READING TEXT:

========================

JSON is built on two internal structures:

  • A collection of name/value pairs with unique names (associative array)
  • An ordered list of values (array)

An attempt to map a structured XML element...

<e>
  <a>some</a>
  <b>textual</b>
  <a>content</a>
</e>

...to the following JSON object:

"e": {
  "a": "some",
  "b": "textual",
  "a": "content"
}

yields an invalid result, since the name "a" is not unique in the associative array. So we need to collect all elements of identical names in an array. Using the patterns 5 and 6 above yields the following result:

"e": {
  "a": [ "some", "content" ],
  "b": "textual"
}

Now we have a structure that doesn't preserve element order. This may or may not be acceptable, depending on whether the above XML element order matters.

So, our general rules of thumb are:

A structured XML element can be converted to a reversible JSON structure, if

  • all subelement names occur exactly once, or …
  • subelements with identical names are in sequence.

and

A structured XML element can be converted to an irreversible but semantically equivalent JSON structure, if

  • multiple homonymous subelements occur nonsequentially, and …
  • element order doesn't matter.

If none of these two conditions apply, there is no pragmatic way to convert XML to JSON using the patterns above. Here, SVG and SMIL documents, which implicitly rely on element order, come to mind.

========================

DATA BLOCK:
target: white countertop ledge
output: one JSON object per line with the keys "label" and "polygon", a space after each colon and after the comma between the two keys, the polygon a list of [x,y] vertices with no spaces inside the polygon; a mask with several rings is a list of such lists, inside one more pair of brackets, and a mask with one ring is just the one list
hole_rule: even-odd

========================

REQUIREMENTS:
1. From the passage on converting XML to JSON, pull out the exact wording starting at "A structured XML element can be converted to a reversible" and ending at "come to mind.".
2. In the passage on converting XML to JSON, which kinds of documents are named as implicitly relying on element order?
3. Continue the passage on converting XML to JSON after its final sentence.

ANSWER LIST:
1.
A structured XML element can be converted to a reversible JSON structure, if

  • all subelement names occur exactly once, or …
  • subelements with identical names are in sequence.

and

A structured XML element can be converted to an irreversible but semantically equivalent JSON structure, if

  • multiple homonymous subelements occur nonsequentially, and …
  • element order doesn't matter.

If none of these two conditions apply, there is no pragmatic way to convert XML to JSON using the patterns above. Here, SVG and SMIL documents, which implicitly rely on element order, come to mind.

2. SVG and SMIL documents.

3.
Semi-Structured XML

XML documents can contain semi-structured elements, which are elements with mixed content of text and child elements, usually seen in documentation markup. If the textual content is contiguous, as in:

<e>
  some textual
  <a>content</a>
</e>

we can apply pattern 7 and yield the following for this special case:

"e": {
  "#text": "some textual",
  "a":  "content",
}

But how do we convert textual content mixed up with elements? For example:

<e>
  some
  <a>textual</a>
  content
</e>

It obviously doesn't make sense in most cases to collect all text nodes in an array,

"e": {
  "#text": ["some", "content"],
  "a": "textual"
}

that doesn't preserve order or semantics.

So the best pragmatic solution is to treat mixed semi-structured content in JSON the same way as XML treats CDATA sections -- as unknown markup.

"e": "some <a>textual</a> content"

Another rule is that XML elements with

  • mixed content of text and element nodes and
  • CDATA sections

are converted to a reversible JSON string containing the complete XML markup according to pattern 2 or 4.